EXERCISE DETAILS
Copy all of the data below word for word, leaving out the pictures.

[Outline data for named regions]
:::::

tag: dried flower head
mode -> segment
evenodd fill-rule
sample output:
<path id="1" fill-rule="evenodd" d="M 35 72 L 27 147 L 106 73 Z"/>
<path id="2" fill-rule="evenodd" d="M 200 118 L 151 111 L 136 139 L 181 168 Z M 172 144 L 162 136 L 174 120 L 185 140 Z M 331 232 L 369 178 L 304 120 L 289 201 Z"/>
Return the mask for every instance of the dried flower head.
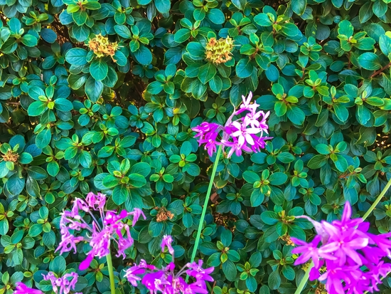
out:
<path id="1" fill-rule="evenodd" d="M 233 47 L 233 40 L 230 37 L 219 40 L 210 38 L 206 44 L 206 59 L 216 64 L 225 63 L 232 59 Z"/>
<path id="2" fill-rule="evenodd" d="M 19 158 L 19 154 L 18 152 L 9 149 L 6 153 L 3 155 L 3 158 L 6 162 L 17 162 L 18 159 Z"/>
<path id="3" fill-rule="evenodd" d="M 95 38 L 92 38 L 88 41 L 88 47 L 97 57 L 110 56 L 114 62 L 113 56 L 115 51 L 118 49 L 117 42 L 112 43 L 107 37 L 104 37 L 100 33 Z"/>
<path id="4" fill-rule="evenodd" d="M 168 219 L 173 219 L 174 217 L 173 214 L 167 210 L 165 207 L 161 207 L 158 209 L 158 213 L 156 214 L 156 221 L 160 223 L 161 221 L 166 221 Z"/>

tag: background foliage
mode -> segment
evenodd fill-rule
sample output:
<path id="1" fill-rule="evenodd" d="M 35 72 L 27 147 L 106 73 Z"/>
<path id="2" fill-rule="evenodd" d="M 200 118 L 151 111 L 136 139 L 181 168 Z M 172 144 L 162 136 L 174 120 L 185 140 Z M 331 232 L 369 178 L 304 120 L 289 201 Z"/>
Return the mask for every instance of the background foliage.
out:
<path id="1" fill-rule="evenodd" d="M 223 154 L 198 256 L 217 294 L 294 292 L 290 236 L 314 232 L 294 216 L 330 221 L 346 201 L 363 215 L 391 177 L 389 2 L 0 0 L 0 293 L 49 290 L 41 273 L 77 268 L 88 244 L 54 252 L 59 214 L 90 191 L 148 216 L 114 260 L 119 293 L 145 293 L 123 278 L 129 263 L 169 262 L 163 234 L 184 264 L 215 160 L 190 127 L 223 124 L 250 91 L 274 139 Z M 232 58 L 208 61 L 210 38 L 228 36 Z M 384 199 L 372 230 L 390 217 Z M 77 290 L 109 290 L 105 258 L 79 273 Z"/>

:::::

RESULT
tag: dried flower head
mode -> segment
evenodd fill-rule
sample output:
<path id="1" fill-rule="evenodd" d="M 35 72 L 27 147 L 106 73 Z"/>
<path id="2" fill-rule="evenodd" d="M 200 118 L 151 111 L 136 139 L 181 168 Z M 172 144 L 162 136 L 174 120 L 185 140 Z M 331 232 L 369 178 L 304 120 L 289 201 Z"/>
Return the mask for every instance of the dried flower head.
out:
<path id="1" fill-rule="evenodd" d="M 233 47 L 233 40 L 230 37 L 219 40 L 210 38 L 206 44 L 206 59 L 216 64 L 225 63 L 232 59 Z"/>
<path id="2" fill-rule="evenodd" d="M 19 158 L 19 154 L 18 152 L 9 149 L 6 153 L 3 155 L 3 158 L 6 162 L 17 162 L 18 159 Z"/>
<path id="3" fill-rule="evenodd" d="M 95 38 L 92 38 L 88 41 L 88 47 L 97 57 L 110 56 L 114 62 L 113 56 L 115 51 L 118 49 L 117 42 L 112 43 L 107 37 L 104 37 L 100 33 Z"/>
<path id="4" fill-rule="evenodd" d="M 168 219 L 173 219 L 174 217 L 173 214 L 167 210 L 165 207 L 161 207 L 158 209 L 158 213 L 156 214 L 156 221 L 160 223 L 161 221 L 166 221 Z"/>

tag: background foliage
mode -> segment
evenodd fill-rule
sample output:
<path id="1" fill-rule="evenodd" d="M 35 72 L 27 147 L 106 73 Z"/>
<path id="2" fill-rule="evenodd" d="M 200 118 L 151 111 L 136 139 L 181 168 Z M 172 144 L 162 136 L 174 120 L 185 140 Z M 331 232 L 369 178 L 304 120 L 289 201 Z"/>
Return the mask for every instance of the background foliage.
out:
<path id="1" fill-rule="evenodd" d="M 223 154 L 198 256 L 217 294 L 294 292 L 290 236 L 314 232 L 294 216 L 330 221 L 346 201 L 363 215 L 391 177 L 389 2 L 0 0 L 0 293 L 49 290 L 41 273 L 77 268 L 88 244 L 54 252 L 59 214 L 90 191 L 148 216 L 114 260 L 119 293 L 145 293 L 123 278 L 129 263 L 169 262 L 163 234 L 184 264 L 215 160 L 190 127 L 223 124 L 250 91 L 274 139 Z M 232 58 L 208 61 L 210 38 L 228 36 Z M 384 199 L 372 230 L 390 217 Z M 77 290 L 109 290 L 105 258 L 79 273 Z"/>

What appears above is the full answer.